EXERCISE: Copy every record below exactly as it appears.

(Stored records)

--------

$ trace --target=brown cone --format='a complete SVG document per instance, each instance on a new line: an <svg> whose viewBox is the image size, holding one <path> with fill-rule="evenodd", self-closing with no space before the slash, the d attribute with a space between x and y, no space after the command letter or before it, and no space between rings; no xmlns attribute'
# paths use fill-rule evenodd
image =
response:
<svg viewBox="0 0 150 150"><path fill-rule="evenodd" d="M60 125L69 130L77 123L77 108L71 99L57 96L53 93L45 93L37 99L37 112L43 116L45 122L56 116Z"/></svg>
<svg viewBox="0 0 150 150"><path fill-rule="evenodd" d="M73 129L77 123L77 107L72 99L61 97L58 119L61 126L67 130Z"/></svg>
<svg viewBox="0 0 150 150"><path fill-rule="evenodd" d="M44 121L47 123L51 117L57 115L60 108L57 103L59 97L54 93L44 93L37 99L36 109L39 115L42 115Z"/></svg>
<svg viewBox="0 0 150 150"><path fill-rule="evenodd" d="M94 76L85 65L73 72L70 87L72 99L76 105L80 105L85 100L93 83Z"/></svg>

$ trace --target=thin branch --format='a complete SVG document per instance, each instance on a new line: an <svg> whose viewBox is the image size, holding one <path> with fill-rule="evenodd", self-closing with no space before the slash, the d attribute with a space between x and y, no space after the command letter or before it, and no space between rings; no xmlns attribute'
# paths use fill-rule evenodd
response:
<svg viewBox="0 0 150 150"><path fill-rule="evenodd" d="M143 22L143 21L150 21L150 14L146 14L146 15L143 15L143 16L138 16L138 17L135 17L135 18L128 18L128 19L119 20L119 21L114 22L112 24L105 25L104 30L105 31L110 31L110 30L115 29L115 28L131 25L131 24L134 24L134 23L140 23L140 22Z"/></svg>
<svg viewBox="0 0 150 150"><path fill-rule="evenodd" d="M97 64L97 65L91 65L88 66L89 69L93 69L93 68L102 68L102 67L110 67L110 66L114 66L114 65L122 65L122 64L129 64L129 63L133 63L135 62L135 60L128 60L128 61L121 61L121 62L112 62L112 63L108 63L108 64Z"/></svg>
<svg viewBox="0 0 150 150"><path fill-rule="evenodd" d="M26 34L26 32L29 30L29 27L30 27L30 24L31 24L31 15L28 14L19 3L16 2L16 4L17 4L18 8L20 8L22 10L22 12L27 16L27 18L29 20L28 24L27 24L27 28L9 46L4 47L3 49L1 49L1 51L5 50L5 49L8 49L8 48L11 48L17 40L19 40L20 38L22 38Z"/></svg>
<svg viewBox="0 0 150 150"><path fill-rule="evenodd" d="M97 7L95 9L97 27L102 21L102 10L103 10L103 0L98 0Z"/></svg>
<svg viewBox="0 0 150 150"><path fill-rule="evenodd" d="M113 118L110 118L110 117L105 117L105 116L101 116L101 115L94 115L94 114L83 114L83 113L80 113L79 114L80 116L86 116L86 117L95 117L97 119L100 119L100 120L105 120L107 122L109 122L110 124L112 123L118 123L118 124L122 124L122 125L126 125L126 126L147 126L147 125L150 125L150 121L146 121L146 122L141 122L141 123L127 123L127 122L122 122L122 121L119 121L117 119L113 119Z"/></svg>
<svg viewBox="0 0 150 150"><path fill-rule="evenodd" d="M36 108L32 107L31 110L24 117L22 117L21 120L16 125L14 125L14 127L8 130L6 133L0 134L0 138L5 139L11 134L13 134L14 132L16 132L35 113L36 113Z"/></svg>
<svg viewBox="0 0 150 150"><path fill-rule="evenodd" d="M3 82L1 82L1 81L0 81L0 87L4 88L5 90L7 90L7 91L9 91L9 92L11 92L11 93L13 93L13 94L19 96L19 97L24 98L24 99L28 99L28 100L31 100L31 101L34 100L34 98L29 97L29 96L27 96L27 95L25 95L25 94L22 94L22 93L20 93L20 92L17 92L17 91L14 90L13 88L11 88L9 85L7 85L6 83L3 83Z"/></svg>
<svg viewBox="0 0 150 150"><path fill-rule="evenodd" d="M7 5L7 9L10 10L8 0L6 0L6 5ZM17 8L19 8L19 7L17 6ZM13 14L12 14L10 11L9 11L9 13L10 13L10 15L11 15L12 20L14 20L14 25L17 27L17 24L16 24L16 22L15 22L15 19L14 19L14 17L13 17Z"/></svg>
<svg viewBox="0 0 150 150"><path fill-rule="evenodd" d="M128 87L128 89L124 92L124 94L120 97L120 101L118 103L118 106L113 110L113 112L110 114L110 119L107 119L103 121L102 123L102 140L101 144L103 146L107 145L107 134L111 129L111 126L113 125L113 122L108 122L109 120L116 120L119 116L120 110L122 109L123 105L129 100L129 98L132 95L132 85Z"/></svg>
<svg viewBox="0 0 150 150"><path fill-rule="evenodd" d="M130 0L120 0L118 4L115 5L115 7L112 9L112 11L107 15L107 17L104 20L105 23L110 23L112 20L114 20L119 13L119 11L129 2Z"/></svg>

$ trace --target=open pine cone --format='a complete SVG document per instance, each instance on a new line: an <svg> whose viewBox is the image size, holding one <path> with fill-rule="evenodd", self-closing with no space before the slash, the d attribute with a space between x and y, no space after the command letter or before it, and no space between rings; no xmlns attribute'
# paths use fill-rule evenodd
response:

--------

RESPONSE TO THIS TASK:
$ trace --target=brown cone --format='a complete SVG document per instance, each instance on a new line: an <svg> whose viewBox is the image size, holding one <path> with fill-rule="evenodd", self-closing with no space before the slash, the d attribute with a space between x and y, no space after the command letter or before it, and no space between rings; no xmlns attribute'
# paths use fill-rule evenodd
image =
response:
<svg viewBox="0 0 150 150"><path fill-rule="evenodd" d="M60 125L69 130L77 123L77 108L71 99L57 96L53 93L45 93L37 99L37 112L43 116L45 122L56 116Z"/></svg>
<svg viewBox="0 0 150 150"><path fill-rule="evenodd" d="M73 129L77 123L77 107L72 99L61 97L58 119L61 126L67 130Z"/></svg>
<svg viewBox="0 0 150 150"><path fill-rule="evenodd" d="M44 121L47 123L51 117L57 115L60 108L57 103L59 97L54 93L44 93L37 99L36 109L39 115L42 115Z"/></svg>
<svg viewBox="0 0 150 150"><path fill-rule="evenodd" d="M94 76L85 65L73 72L70 87L72 99L76 105L80 105L85 100L93 83Z"/></svg>

$ trace --target=thin branch --format='a complete SVG document per instance, each instance on a new line: an <svg> whose viewBox is the image size, holding one <path> with fill-rule="evenodd", self-closing with no space before the slash, the d attribute with a space between x and y, no space after the command letter or before it, and no space between rings; no xmlns attribute'
# paths use fill-rule evenodd
response:
<svg viewBox="0 0 150 150"><path fill-rule="evenodd" d="M143 22L143 21L150 21L150 14L146 14L146 15L143 15L143 16L138 16L138 17L135 17L135 18L128 18L128 19L119 20L119 21L114 22L112 24L105 25L104 30L105 31L110 31L110 30L115 29L115 28L131 25L131 24L134 24L134 23L140 23L140 22Z"/></svg>
<svg viewBox="0 0 150 150"><path fill-rule="evenodd" d="M97 64L97 65L91 65L88 66L89 69L93 69L93 68L102 68L102 67L110 67L110 66L114 66L114 65L122 65L122 64L129 64L129 63L133 63L135 62L135 60L128 60L128 61L121 61L121 62L112 62L112 63L108 63L108 64Z"/></svg>
<svg viewBox="0 0 150 150"><path fill-rule="evenodd" d="M26 34L26 32L29 30L29 27L30 27L30 24L31 24L31 15L28 14L19 3L16 2L16 4L17 4L18 8L20 8L22 10L22 12L27 16L27 18L29 20L28 24L27 24L27 28L9 46L4 47L3 49L1 49L1 51L5 50L5 49L8 49L8 48L11 48L17 40L19 40L20 38L22 38Z"/></svg>
<svg viewBox="0 0 150 150"><path fill-rule="evenodd" d="M97 7L95 9L97 27L102 21L102 10L103 10L103 0L98 0Z"/></svg>
<svg viewBox="0 0 150 150"><path fill-rule="evenodd" d="M113 118L110 118L110 117L105 117L105 116L101 116L101 115L94 115L94 114L83 114L83 113L80 113L79 114L80 116L86 116L86 117L95 117L97 119L100 119L100 120L105 120L107 122L109 122L110 124L112 123L118 123L118 124L122 124L122 125L126 125L126 126L147 126L147 125L150 125L150 121L146 121L146 122L141 122L141 123L127 123L127 122L122 122L122 121L119 121L117 119L113 119Z"/></svg>
<svg viewBox="0 0 150 150"><path fill-rule="evenodd" d="M36 108L32 107L31 110L24 117L22 117L21 120L16 125L14 125L14 127L8 130L6 133L0 134L0 138L5 139L11 134L13 134L14 132L16 132L35 113L36 113Z"/></svg>
<svg viewBox="0 0 150 150"><path fill-rule="evenodd" d="M3 82L1 82L1 81L0 81L0 87L4 88L5 90L7 90L7 91L9 91L9 92L11 92L11 93L13 93L13 94L19 96L19 97L24 98L24 99L28 99L28 100L31 100L31 101L34 100L34 98L29 97L29 96L27 96L27 95L25 95L25 94L22 94L22 93L20 93L20 92L17 92L17 91L14 90L13 88L11 88L9 85L7 85L6 83L3 83Z"/></svg>
<svg viewBox="0 0 150 150"><path fill-rule="evenodd" d="M7 5L7 9L10 10L8 0L6 0L6 5ZM17 8L19 8L19 7L17 6ZM13 14L12 14L10 11L9 11L9 13L10 13L10 15L11 15L12 20L14 20L14 25L17 27L17 24L16 24L16 22L15 22L15 19L14 19L14 17L13 17Z"/></svg>
<svg viewBox="0 0 150 150"><path fill-rule="evenodd" d="M128 87L128 89L124 92L124 94L120 97L120 101L118 103L118 106L113 110L113 112L110 114L110 119L107 119L103 121L102 123L102 140L101 144L103 146L107 145L107 134L111 129L111 126L113 125L113 122L108 122L109 120L116 120L119 116L120 110L122 109L123 105L129 100L129 98L132 95L132 85Z"/></svg>
<svg viewBox="0 0 150 150"><path fill-rule="evenodd" d="M130 0L120 0L118 4L115 5L115 7L112 9L112 11L107 15L107 17L104 20L105 23L110 23L112 20L114 20L119 13L119 11L129 2Z"/></svg>

$ trace --target=open pine cone --format='a complete SVG document per instance, each instance on a new line: an <svg> whose viewBox is the image size, holding one <path> with fill-rule="evenodd", self-closing with no space before the slash, the d attribute with a space between x and y, no space after the command letter or before it, and no space between rings; no xmlns attribute'
# paths use fill-rule evenodd
response:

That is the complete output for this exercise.